Goal:
Render the records as a numbered list, omitting blank lines, beginning with the line that contains "For every instance of the small" and continuing through the end of the records.

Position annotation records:
┄┄┄┄┄┄┄┄┄┄┄┄┄┄┄┄┄┄┄┄
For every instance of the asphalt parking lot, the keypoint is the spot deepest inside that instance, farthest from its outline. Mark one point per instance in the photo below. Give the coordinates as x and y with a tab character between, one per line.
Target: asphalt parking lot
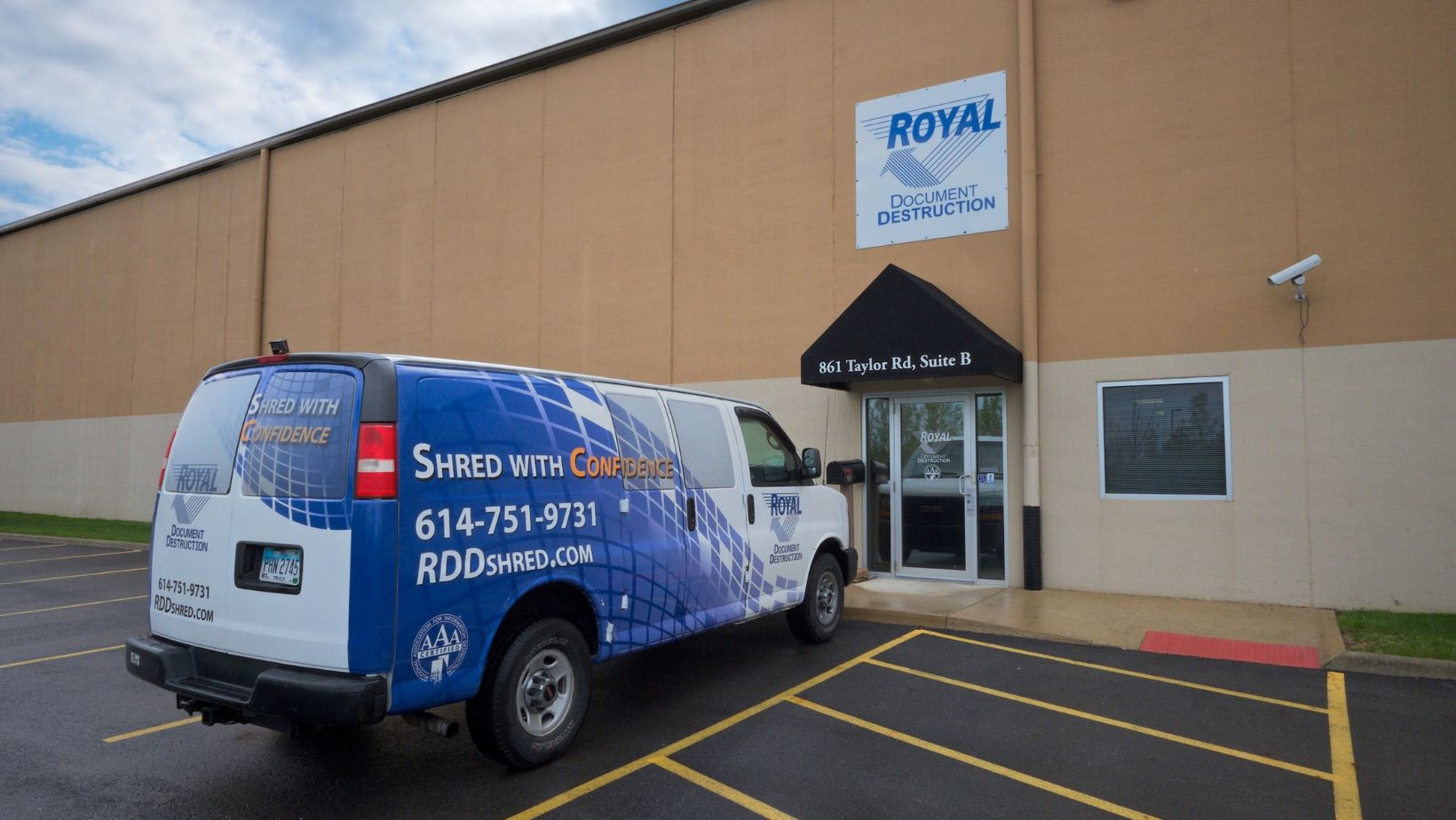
882	721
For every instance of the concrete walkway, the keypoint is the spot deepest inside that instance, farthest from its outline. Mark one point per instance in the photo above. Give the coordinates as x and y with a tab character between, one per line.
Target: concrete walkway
1087	618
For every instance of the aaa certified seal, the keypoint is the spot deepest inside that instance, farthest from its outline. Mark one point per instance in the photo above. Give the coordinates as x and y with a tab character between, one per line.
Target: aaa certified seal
439	649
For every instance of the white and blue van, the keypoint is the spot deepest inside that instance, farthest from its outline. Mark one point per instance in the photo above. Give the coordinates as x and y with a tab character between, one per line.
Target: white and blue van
347	536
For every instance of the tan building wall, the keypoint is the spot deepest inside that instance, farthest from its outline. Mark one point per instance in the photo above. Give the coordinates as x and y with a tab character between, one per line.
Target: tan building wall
682	209
1341	483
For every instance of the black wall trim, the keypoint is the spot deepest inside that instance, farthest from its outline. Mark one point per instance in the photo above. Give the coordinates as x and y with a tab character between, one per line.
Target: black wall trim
1031	547
627	31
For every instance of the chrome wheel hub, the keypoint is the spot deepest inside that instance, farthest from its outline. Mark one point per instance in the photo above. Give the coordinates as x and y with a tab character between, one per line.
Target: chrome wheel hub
826	599
545	692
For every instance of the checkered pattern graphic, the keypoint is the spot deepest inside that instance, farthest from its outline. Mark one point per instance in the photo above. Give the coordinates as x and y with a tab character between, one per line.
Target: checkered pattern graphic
667	592
303	483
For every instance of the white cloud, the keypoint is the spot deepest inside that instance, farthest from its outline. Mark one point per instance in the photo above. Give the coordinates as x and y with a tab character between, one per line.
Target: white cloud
95	93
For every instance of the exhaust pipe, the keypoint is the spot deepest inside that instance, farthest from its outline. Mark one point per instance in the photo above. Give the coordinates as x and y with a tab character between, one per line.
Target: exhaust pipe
432	722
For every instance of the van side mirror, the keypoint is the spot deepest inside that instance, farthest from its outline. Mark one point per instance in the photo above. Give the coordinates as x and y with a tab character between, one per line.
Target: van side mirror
811	462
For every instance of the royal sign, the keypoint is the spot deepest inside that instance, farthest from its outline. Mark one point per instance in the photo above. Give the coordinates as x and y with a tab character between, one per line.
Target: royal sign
932	162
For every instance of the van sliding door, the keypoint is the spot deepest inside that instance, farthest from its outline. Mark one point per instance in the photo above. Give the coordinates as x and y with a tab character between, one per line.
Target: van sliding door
709	491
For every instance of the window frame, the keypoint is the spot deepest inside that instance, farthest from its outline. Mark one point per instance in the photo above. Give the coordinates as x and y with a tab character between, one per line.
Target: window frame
1228	442
795	470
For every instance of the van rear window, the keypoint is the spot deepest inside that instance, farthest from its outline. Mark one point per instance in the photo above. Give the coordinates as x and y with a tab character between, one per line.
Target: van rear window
202	452
297	434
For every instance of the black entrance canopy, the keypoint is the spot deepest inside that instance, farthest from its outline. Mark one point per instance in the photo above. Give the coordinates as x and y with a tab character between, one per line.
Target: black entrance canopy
906	328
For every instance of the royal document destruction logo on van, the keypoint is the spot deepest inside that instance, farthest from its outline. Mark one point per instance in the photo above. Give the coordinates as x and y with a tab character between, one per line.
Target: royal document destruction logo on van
932	162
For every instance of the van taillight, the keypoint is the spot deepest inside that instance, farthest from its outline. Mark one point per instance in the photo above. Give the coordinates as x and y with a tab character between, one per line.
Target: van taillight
377	475
165	456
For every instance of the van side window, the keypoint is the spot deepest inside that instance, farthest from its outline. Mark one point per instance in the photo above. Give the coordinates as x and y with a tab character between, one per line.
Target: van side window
641	434
703	445
771	453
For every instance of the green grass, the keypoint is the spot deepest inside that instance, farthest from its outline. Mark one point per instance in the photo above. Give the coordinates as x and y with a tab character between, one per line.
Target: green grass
1411	634
104	529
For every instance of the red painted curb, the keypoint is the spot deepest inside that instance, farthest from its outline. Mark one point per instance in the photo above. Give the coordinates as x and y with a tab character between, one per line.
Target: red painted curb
1225	649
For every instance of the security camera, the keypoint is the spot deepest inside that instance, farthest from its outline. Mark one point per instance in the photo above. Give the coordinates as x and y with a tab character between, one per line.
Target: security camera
1296	272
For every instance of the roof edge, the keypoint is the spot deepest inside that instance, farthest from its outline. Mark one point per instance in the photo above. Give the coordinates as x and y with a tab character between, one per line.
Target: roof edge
537	60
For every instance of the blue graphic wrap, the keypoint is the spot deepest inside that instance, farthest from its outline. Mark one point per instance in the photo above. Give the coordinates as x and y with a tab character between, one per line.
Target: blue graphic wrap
297	445
498	440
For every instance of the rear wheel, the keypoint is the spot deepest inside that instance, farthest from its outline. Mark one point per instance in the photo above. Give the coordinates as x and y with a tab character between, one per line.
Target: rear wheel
534	704
817	618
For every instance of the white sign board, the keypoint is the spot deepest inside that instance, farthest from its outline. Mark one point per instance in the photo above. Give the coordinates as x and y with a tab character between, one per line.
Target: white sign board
932	162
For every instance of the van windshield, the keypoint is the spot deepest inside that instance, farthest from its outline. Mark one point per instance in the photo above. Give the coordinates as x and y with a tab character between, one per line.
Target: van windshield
206	442
297	434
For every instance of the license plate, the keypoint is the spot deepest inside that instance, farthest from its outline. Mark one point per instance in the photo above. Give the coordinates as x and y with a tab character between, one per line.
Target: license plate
281	565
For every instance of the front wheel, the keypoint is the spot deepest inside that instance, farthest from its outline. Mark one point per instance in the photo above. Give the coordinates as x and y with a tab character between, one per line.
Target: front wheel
534	704
817	618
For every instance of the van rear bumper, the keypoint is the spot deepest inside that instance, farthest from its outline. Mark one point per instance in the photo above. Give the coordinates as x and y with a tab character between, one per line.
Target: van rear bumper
236	690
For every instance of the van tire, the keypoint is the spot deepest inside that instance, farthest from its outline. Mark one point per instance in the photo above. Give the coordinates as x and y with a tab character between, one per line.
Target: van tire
817	618
511	717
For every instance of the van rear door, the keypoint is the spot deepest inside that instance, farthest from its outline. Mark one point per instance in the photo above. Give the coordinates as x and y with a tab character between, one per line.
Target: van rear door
252	538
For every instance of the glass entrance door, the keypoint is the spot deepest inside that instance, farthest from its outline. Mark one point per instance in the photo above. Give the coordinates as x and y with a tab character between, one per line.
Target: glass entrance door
935	491
934	497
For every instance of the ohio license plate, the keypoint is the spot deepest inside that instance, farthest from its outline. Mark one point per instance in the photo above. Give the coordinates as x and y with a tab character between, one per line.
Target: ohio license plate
281	565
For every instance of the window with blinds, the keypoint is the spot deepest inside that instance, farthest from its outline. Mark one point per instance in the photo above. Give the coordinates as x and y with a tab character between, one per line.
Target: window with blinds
1165	438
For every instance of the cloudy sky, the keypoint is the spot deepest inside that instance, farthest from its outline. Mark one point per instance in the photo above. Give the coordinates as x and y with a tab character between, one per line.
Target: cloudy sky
95	93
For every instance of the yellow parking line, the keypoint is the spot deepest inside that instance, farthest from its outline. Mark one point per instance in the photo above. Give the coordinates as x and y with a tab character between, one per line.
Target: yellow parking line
61	658
149	730
675	747
70	556
70	606
723	790
996	769
1341	751
1110	721
1130	674
31	547
67	577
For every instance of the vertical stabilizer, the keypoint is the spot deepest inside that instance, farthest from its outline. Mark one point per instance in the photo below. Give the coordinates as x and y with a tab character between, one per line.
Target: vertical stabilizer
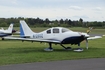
24	29
9	30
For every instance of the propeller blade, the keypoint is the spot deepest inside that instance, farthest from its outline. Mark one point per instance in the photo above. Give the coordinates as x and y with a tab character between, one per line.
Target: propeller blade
86	44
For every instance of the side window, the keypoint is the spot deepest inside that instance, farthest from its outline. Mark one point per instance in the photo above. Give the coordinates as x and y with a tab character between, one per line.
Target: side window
48	31
55	30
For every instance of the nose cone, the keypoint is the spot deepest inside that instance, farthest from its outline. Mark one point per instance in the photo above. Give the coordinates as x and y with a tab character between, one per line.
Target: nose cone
85	35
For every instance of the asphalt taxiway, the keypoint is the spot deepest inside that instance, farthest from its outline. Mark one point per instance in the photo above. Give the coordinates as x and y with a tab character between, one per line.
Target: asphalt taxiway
82	64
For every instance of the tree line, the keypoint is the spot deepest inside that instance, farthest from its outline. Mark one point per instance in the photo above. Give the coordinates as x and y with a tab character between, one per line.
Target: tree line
37	22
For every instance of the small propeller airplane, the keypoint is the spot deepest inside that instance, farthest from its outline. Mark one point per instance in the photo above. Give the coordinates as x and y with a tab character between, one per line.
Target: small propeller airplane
┄┄┄┄┄┄┄┄┄┄┄┄┄┄┄┄┄┄┄┄
Complete answer:
1. For every instance of the small propeller airplane, the keypoint is the spot deepest inside that instance, farthest from its outline. Mark one point per instance in the photo above. Give the coordinates as x and y with a tab character between, one per line.
2. Target: small propeller airplane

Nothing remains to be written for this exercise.